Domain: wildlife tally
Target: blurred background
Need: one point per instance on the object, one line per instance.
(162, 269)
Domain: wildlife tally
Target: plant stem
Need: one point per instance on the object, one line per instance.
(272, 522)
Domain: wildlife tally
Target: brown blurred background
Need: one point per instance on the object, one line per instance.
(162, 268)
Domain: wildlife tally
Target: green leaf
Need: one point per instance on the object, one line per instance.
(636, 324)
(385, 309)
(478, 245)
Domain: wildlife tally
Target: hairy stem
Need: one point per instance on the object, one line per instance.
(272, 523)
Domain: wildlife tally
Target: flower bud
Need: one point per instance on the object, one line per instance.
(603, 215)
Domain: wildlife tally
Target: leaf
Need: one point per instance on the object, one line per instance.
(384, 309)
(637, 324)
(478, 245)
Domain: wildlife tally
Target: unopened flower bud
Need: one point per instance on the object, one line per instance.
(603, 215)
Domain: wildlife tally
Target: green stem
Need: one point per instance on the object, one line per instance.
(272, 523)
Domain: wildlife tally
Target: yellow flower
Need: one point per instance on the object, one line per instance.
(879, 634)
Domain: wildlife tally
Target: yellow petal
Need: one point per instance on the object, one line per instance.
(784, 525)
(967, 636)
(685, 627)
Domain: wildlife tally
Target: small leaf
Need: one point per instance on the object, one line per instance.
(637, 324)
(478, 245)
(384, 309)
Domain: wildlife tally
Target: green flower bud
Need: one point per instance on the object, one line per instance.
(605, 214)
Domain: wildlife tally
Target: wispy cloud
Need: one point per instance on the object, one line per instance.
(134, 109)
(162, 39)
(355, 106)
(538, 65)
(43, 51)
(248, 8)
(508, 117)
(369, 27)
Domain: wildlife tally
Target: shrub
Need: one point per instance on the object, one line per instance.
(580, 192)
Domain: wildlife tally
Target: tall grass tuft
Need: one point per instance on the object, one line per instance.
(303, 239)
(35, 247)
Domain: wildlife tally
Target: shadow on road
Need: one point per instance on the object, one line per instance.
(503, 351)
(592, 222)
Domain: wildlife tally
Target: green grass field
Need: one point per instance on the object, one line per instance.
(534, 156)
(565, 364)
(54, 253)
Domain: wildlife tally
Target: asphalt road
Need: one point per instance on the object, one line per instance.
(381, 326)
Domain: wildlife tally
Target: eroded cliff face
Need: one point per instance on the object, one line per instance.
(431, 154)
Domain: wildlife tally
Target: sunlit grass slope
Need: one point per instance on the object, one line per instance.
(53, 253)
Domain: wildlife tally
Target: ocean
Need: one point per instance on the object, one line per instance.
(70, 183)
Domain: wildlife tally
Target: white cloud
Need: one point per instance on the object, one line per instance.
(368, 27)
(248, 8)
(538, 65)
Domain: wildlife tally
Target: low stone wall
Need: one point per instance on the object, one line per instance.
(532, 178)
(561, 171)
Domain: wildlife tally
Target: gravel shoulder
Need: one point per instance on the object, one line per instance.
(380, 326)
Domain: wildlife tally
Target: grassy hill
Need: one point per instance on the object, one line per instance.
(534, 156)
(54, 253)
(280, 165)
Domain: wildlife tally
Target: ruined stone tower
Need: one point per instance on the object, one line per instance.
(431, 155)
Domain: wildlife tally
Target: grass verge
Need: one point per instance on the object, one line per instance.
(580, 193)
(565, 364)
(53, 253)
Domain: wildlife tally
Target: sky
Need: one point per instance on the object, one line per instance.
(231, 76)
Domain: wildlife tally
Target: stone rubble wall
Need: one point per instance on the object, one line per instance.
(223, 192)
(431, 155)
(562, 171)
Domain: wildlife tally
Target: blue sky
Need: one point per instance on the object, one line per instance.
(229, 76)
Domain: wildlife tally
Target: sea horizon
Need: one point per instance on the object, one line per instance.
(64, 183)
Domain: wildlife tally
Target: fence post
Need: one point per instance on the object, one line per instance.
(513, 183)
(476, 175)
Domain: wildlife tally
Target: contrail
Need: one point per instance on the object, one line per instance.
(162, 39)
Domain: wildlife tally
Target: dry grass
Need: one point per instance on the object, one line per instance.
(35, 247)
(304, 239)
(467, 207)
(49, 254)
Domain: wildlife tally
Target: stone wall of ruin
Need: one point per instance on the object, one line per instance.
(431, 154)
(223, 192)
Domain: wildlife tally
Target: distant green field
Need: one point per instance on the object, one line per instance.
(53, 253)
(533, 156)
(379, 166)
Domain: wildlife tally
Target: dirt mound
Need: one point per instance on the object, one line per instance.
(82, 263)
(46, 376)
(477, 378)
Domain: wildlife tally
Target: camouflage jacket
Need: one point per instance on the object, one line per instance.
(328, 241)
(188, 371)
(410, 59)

• • •

▶ OBJECTIVE
Print the listing above in full, exactly as it is.

▶ OUTPUT FOR THIS EXERCISE
Domain: wildlife tally
Target: blurred background
Need: one point per instance on the object, one line per instance.
(162, 269)
Domain: wildlife tally
Target: plant stem
Need: one point per instance on the object, one line per instance.
(272, 522)
Domain: wildlife tally
Target: brown blurred background
Need: one point per instance on the object, one line per instance.
(162, 268)
Domain: wildlife tally
Target: green leaf
Need: one point per instance on the object, one line per instance.
(636, 324)
(385, 309)
(478, 245)
Domain: wildlife tally
Target: hairy stem
Need: one point per instance on the object, one line per instance.
(272, 523)
Domain: wildlife tally
Target: flower bud
Need: one point per instance on the object, one line per instance.
(603, 215)
Domain: wildlife tally
Target: leaf
Need: one point per instance on the object, one line per instance.
(384, 309)
(637, 324)
(478, 245)
Domain: wildlife tally
Target: unopened flower bud
Need: one point per instance on the object, one line per instance.
(603, 215)
Domain: wildlife tally
Target: green stem
Need: one point per instance on the object, one line per instance.
(272, 523)
Domain: wildlife tally
Target: yellow flower
Need: one point per instance on the object, one line per instance.
(879, 634)
Domain: wildlife tally
Target: yellow petal
Need: one point per instance on the object, one line per instance.
(784, 525)
(967, 636)
(685, 627)
Domain: wildlife tally
Target: small leaf
Need: one point per instance on the object, one line per instance.
(637, 324)
(478, 245)
(384, 309)
Domain: wildlife tally
Target: green flower bud
Need: one point per instance on the object, one line per instance.
(605, 214)
Domain: wildlife tally
Target: wispy cloud
Need: one point per instance on the object, one line per instance.
(134, 109)
(162, 39)
(355, 106)
(538, 65)
(43, 51)
(248, 8)
(508, 117)
(369, 27)
Domain: wildlife tally
Target: shrub
Need: one point per instance on the object, one line per instance.
(580, 192)
Domain: wildlife tally
Target: tall grass tuft
Need: one point per instance on the object, one line per instance.
(303, 239)
(35, 247)
Domain: wildlife tally
Target: shadow on road
Need: one point per instance on the object, one line per instance.
(503, 351)
(592, 222)
Domain: wildlife tally
Target: green grass field
Need: one point per instance on the object, one line per instance.
(534, 156)
(565, 364)
(54, 253)
Domain: wildlife tally
Target: asphalt road
Need: one point per instance on the object, one line per instance.
(381, 326)
Domain: wildlife tally
Target: eroded cliff face
Need: one point per instance on the object, one line per instance.
(431, 154)
Domain: wildlife tally
Target: sunlit grass slope
Need: one point per instance on the object, one line per instance.
(53, 253)
Domain: wildlife tally
Target: ocean
Need: one point per instance on the object, one line per instance.
(70, 183)
Domain: wildlife tally
Target: white cloud
Need: one point per instance on the object, one line per instance.
(368, 27)
(248, 8)
(538, 65)
Domain: wildlife tally
Target: low stone wall
Need: one point per instance on the object, one line per instance.
(532, 178)
(561, 171)
Domain: wildlife tally
Target: gravel shoulder
Need: one point per instance on the object, one line per instance.
(380, 326)
Domain: wildlife tally
Target: grassy hill
Need: one point per instance on the object, one line per instance.
(534, 156)
(54, 253)
(280, 165)
Domain: wildlife tally
Target: ruined stone tower
Need: one point per instance on the object, one line per instance.
(431, 155)
Domain: wildlife tally
Target: grass verge
Need: one point per instance on the object, one line per instance.
(580, 193)
(565, 364)
(53, 253)
Domain: wildlife tally
Target: sky
Need: one point per instance on the object, one line per instance.
(231, 76)
Domain: wildlife tally
Target: stone rubble wall
Need: one point per instance on the object, one line per instance.
(223, 192)
(431, 155)
(562, 171)
Domain: wildlife tally
Target: blue sky
Need: one point per instance on the object, one line per instance.
(229, 76)
Domain: wildlife tally
Target: sea horizon
Need: one point per instance on the object, one line per instance.
(64, 183)
Domain: wildlife tally
Target: fence post
Need: one point per instance on the object, one line per instance.
(513, 183)
(476, 175)
Domain: wildlife tally
Target: contrail
Need: one point per instance on the object, one line per instance.
(162, 39)
Domain: wildlife tally
Target: dry grass
Need: one point per instance on the object, one line per instance.
(35, 247)
(304, 239)
(467, 207)
(49, 254)
Domain: wildlife tally
Target: stone wall of ruin
Need: one point per instance on the object, one line per instance.
(431, 154)
(223, 192)
Domain: wildlife tally
Target: distant green field
Need: one point per instance on the object, one line per instance.
(53, 253)
(533, 156)
(379, 166)
Domain: wildlife tally
Target: dirt mound
Need: one point per instance on the object, one line per instance.
(82, 263)
(46, 376)
(477, 378)
Domain: wildlife tally
Target: camouflage jacket
Need: one point per instance on the object, one line per instance.
(328, 241)
(188, 371)
(410, 59)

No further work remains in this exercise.